**What the task asks**
Copy out everything in the data from its first line down to the line containing "[(170, 44)]", including that line.

**Material for this task**
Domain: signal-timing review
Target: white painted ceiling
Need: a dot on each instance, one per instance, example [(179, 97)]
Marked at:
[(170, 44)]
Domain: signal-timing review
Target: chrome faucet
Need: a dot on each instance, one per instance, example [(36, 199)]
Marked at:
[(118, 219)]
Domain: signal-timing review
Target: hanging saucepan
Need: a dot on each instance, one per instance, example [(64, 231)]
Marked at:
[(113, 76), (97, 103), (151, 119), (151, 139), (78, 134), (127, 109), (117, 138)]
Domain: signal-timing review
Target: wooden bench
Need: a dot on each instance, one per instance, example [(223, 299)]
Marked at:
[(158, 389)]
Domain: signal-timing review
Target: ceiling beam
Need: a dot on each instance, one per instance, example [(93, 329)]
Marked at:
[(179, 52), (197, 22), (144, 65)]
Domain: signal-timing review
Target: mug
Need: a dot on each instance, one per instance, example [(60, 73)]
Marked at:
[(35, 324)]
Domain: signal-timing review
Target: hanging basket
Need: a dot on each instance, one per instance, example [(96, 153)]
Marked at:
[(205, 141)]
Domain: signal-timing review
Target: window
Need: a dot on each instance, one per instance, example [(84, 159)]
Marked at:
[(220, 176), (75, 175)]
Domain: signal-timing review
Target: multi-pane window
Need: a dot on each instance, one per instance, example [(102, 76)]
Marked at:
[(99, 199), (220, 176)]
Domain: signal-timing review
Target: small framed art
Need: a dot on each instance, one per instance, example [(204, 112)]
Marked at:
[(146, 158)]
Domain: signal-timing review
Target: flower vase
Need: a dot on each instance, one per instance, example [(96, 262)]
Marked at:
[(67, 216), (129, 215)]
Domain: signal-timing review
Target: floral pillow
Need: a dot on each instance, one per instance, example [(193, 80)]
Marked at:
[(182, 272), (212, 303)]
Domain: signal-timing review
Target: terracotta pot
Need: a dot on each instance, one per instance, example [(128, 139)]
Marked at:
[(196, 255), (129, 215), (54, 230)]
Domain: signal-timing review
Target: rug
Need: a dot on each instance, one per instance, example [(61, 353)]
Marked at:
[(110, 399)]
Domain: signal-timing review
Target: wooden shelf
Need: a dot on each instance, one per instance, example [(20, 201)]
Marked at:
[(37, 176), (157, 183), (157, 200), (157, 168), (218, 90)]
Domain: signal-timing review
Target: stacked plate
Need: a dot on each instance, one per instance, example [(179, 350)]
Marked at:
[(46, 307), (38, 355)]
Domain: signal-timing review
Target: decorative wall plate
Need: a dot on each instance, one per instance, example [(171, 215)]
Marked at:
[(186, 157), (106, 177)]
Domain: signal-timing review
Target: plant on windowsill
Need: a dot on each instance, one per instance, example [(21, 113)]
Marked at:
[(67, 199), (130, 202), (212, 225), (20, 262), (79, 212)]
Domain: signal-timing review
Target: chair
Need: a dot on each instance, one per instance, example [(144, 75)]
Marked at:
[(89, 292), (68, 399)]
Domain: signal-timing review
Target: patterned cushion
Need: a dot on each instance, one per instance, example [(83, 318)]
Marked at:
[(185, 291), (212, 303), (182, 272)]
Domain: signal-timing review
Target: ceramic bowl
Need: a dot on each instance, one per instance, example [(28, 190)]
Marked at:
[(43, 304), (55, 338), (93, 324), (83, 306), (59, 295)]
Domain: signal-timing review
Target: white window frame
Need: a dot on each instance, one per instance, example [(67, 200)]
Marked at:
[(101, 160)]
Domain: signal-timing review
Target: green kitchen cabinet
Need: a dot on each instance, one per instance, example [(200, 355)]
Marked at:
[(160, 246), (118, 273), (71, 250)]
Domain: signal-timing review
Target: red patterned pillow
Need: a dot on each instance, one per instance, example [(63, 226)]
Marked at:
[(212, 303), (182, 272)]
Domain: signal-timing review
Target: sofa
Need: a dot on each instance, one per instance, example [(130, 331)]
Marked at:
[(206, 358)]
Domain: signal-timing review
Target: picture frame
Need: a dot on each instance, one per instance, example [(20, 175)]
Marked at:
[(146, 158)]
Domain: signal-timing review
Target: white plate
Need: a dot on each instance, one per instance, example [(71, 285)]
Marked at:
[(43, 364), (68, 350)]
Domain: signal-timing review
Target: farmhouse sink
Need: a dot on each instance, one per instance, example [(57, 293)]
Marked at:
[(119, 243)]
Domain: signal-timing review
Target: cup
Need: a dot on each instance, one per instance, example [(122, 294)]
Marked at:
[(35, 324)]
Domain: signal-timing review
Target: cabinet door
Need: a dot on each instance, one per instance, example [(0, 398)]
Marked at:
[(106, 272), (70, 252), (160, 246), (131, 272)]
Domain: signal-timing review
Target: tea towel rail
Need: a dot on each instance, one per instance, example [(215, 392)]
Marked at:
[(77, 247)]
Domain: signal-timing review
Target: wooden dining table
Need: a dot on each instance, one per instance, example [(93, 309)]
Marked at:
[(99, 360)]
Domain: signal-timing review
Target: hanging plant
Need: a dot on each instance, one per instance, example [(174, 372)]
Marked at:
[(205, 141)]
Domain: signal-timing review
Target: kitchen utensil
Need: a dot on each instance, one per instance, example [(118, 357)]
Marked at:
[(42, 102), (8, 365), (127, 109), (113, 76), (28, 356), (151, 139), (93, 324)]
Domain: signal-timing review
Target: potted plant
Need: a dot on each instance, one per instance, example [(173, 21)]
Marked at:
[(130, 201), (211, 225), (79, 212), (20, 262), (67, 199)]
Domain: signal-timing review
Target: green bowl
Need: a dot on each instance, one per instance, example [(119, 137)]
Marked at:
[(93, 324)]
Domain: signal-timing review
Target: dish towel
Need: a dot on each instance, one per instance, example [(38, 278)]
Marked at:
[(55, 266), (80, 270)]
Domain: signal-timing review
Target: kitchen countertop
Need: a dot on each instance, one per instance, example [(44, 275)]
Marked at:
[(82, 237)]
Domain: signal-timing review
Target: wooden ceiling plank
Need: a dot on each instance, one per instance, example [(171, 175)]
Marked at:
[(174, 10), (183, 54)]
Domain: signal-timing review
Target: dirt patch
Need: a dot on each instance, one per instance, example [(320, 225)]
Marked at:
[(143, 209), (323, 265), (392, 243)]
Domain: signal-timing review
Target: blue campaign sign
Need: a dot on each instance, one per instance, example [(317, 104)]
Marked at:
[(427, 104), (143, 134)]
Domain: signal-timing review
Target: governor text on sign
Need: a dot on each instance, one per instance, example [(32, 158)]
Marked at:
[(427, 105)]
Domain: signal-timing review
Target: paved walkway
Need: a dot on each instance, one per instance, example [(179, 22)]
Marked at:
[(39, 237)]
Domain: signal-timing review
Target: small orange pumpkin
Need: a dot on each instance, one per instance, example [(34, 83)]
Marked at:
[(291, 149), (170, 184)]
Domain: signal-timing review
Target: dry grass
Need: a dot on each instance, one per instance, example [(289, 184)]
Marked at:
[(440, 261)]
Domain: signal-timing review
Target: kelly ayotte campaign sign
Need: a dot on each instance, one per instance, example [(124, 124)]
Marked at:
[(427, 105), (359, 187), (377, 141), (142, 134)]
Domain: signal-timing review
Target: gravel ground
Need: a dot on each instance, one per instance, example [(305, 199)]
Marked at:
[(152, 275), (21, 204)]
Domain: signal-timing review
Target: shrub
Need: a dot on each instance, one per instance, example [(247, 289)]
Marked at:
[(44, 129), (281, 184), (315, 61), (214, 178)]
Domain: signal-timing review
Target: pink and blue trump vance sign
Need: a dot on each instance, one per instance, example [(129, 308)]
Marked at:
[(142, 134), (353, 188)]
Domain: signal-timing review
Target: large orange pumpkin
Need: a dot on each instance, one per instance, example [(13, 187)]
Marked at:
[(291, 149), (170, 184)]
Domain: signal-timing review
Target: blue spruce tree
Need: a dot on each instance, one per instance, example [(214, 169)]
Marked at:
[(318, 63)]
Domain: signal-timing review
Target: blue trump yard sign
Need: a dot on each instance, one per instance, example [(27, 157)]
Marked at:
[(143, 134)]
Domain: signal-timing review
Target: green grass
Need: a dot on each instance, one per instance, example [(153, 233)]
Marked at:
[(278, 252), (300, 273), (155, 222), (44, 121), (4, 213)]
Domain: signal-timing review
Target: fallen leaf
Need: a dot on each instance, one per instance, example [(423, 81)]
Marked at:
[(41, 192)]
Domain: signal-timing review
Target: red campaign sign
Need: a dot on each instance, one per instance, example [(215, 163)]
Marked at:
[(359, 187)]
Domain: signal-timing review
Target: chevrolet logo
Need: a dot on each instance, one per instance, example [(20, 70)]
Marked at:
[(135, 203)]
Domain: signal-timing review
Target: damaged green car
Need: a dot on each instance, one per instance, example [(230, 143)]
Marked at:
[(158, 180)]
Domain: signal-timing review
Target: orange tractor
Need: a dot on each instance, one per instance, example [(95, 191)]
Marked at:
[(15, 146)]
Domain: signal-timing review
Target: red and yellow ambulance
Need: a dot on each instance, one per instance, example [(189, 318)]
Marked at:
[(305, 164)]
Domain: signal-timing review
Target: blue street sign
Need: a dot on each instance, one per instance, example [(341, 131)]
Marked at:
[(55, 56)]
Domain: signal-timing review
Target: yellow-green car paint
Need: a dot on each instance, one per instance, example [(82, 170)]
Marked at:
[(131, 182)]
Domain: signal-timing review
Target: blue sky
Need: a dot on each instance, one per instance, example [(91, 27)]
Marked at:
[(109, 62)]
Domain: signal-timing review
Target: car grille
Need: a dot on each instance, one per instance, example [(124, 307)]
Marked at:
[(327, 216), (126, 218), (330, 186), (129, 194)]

**Task solution**
Domain: signal-timing review
Target: white painted ceiling
Need: a dot on each instance, one per instance, example [(179, 97)]
Marked at:
[(170, 44)]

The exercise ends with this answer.